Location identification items
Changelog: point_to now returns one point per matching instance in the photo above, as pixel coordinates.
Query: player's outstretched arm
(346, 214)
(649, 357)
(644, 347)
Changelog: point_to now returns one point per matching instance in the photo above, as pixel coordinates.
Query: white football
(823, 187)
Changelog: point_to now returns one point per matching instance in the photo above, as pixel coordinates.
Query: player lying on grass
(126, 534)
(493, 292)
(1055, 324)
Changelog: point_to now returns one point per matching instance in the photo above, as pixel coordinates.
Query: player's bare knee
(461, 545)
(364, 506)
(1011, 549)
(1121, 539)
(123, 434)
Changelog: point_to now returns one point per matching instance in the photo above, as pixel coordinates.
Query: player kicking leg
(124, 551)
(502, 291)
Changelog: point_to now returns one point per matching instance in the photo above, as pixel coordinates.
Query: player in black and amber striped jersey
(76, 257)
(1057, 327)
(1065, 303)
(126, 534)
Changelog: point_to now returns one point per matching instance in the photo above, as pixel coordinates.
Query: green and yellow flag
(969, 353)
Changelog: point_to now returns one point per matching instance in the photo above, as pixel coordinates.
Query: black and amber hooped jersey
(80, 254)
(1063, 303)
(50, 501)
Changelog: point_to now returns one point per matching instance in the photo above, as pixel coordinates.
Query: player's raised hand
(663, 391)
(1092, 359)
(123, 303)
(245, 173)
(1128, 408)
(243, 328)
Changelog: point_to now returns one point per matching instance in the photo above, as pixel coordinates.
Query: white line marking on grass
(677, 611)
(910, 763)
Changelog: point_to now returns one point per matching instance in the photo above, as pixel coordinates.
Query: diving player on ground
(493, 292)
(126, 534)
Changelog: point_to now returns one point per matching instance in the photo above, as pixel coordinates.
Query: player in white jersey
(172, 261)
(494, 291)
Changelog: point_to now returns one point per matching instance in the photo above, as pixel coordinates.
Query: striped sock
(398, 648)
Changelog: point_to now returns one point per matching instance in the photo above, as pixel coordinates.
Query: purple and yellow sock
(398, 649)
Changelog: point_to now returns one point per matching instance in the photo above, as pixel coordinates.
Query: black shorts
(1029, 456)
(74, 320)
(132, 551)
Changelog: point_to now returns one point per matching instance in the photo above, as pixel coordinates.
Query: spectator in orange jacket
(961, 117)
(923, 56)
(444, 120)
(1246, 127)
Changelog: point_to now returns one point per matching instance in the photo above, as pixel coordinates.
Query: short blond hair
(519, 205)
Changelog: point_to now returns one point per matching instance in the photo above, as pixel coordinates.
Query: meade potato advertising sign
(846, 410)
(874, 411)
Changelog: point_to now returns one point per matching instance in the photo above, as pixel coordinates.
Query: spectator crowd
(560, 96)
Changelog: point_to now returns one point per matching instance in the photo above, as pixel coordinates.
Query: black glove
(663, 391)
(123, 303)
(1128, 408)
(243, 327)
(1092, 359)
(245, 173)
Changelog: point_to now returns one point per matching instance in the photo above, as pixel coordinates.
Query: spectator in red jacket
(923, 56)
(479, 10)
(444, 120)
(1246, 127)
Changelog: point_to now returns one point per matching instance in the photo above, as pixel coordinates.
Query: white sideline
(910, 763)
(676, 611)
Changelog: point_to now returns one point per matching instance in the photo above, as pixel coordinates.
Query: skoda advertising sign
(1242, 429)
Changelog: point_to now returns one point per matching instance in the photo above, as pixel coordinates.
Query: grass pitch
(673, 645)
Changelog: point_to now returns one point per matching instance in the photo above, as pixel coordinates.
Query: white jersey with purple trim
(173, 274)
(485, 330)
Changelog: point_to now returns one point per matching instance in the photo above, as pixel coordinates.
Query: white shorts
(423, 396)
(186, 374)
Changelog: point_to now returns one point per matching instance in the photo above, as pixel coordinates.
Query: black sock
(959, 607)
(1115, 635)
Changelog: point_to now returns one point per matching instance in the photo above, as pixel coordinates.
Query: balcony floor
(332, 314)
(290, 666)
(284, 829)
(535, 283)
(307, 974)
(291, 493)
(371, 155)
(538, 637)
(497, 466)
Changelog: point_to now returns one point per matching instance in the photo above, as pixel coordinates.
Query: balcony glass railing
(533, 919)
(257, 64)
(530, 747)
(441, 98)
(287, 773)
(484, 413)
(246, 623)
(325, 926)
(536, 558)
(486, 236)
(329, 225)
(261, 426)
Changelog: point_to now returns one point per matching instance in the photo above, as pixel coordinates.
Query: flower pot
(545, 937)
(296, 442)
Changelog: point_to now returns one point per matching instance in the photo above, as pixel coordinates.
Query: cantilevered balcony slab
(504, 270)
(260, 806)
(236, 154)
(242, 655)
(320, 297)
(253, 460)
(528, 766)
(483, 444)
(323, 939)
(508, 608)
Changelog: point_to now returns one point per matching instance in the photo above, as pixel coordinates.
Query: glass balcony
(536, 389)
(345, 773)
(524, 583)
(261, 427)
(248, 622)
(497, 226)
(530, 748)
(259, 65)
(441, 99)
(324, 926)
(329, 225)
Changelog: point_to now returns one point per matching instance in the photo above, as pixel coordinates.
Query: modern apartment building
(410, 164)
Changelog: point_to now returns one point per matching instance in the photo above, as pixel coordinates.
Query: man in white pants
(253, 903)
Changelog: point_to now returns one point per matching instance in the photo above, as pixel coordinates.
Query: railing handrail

■ WRITTEN REQUEST: Write out every entry exactly as given.

■ IN RESPONSE:
Changelog: point_to now returns one point per matching instance in the photo above, as pixel coordinates.
Query: player's outstretched arm
(346, 214)
(649, 357)
(644, 347)
Changelog: point_to now returns one point per matching instance in the photo above, as pixel coordinates.
Query: white football
(823, 187)
Changelog: point_to now returns one point per matching instance in the photo above, as pixel coordinates.
Query: player lying on grass
(126, 534)
(493, 292)
(1055, 324)
Changelog: point_to now returns one point per matching instance in the photo above, as pixel coordinates.
Query: player's bare knee
(461, 545)
(364, 506)
(1011, 549)
(1121, 539)
(123, 434)
Changelog: point_to now returns one point per matching instance in the photo above, as pixel coordinates.
Query: player kicking leg
(124, 551)
(502, 291)
Changelog: point_to now returns one point per matching instance in the photo above, as pixel coordinates.
Query: player in black and amber striped jersey
(76, 257)
(1057, 327)
(1065, 303)
(126, 534)
Changelog: point_to now returns one point per matching instance in the photo above, as pixel coordinates.
Query: green and yellow flag
(969, 353)
Changelog: point_to now returns one point per matching instance in the photo above, as pixel coordinates.
Query: black and amber hooped jersey
(80, 254)
(1063, 303)
(50, 501)
Changelog: point_to now returns one point per matching instance in the photo above, as pixel coordinates.
Query: player's raised hand
(663, 391)
(1092, 359)
(123, 303)
(245, 173)
(1128, 408)
(243, 328)
Changelog: point_to now returns one point per matching instance in the photo above, as pixel coordinates.
Query: white line marking on grass
(677, 611)
(910, 763)
Changelog: point_to now returns one point per matching instance in the photo above, as pixel coordinates.
Query: diving player on ground
(493, 292)
(126, 534)
Changelog: point_to now returns one point per matching instance in the photo above, as pixel coordinates.
Query: player in white jersey
(172, 261)
(494, 291)
Changelog: point_to now returns one point per matching instance in the photo above, as pixel coordinates.
Query: striped sock
(398, 648)
Changelog: point_to now returns one point per matching instance in the photo above, as pixel coordinates.
Query: purple and yellow sock
(398, 649)
Changelog: point_to now returns one point per matching instance in the photo above, as pixel coordinates.
Query: black shorts
(1029, 456)
(74, 320)
(132, 551)
Changelog: point_to now returns one point per matching instance in the photo above, as pixel coordinates.
Query: spectator in orange jacket
(961, 117)
(923, 56)
(444, 120)
(1246, 127)
Changelog: point_to now returns one point per matching instance in the photo above, as pixel coordinates.
Query: short blond hair
(519, 205)
Changelog: point_to now returns one point per matching instance in the photo above, as pixel coordinates.
Query: meade potato advertising sign
(846, 410)
(874, 411)
Changelog: point_to now returns one point per matching instance in the photo above, as pixel coordinates.
Query: spectator crowd
(560, 96)
Changelog: point_to now returns one point per matching instance in the photo above, as pixel coordinates.
Query: black glove
(663, 391)
(123, 303)
(1128, 408)
(243, 327)
(1092, 359)
(245, 173)
Changelog: point_to now returns one point per matching instance in the photo above, as pixel coordinates.
Query: spectator in red jacket
(923, 56)
(479, 10)
(444, 120)
(1246, 127)
Changelog: point_to now returns one point per matching instance in the photo above, as pixel coordinates.
Query: white sideline
(910, 763)
(676, 611)
Changelog: point_to now returns one point per matching instance in the photo above, as pixel coordinates.
Query: skoda advertising sign
(1242, 429)
Changelog: point_to now returns one point per matching instance in the photo above, as pixel coordinates.
Query: grass pitch
(673, 645)
Changelog: point_to now returns one point per matching instance in the photo above, as pixel coordinates.
Query: white jersey with purple trim
(173, 274)
(485, 330)
Changelog: point_to now returns one point per matching instance in the photo above, as pixel coordinates.
Query: white shorts
(423, 396)
(186, 374)
Changelog: point_to now returns one point per matching instance in the photo above, as pixel coordinates.
Query: black sock
(959, 607)
(1115, 635)
Changelog: point_to now returns one point per matching instance in the photo above, as pixel coordinates.
Query: balcony floor
(332, 314)
(290, 666)
(284, 829)
(535, 283)
(307, 974)
(291, 493)
(371, 155)
(538, 637)
(497, 466)
Changelog: point_to now returns one point per matching instance in the photo above, as pixel coordinates.
Query: balcony glass railing
(533, 919)
(257, 64)
(530, 747)
(441, 98)
(287, 773)
(484, 413)
(246, 623)
(325, 926)
(536, 558)
(486, 236)
(329, 225)
(261, 426)
Changelog: point_to now returns one point per matching instance in the photo above, as pixel coordinates.
Query: flower pot
(545, 937)
(296, 442)
Changelog: point_to now returns one point per matching instance in the photo above, as pixel coordinates.
Query: cantilevered balcony slab
(504, 270)
(260, 806)
(236, 154)
(242, 655)
(320, 297)
(253, 460)
(528, 766)
(483, 444)
(323, 939)
(508, 608)
Changelog: point_to now returns one point per matching instance in the photo above, as pixel coordinates.
Query: glass balcony
(536, 389)
(345, 773)
(524, 583)
(261, 427)
(248, 622)
(497, 226)
(530, 748)
(259, 65)
(441, 99)
(324, 926)
(329, 225)
Changelog: point_to now returns one point per matching instance in the photo above, as pixel coordinates.
Query: modern apartment building
(410, 164)
Changelog: point_to now returns one point per matching instance in the photo above, as pixel coordinates.
Query: man in white pants
(253, 903)
Changelog: point_to now returns one point per matching instance in the photo above, as pixel coordinates.
Query: railing handrail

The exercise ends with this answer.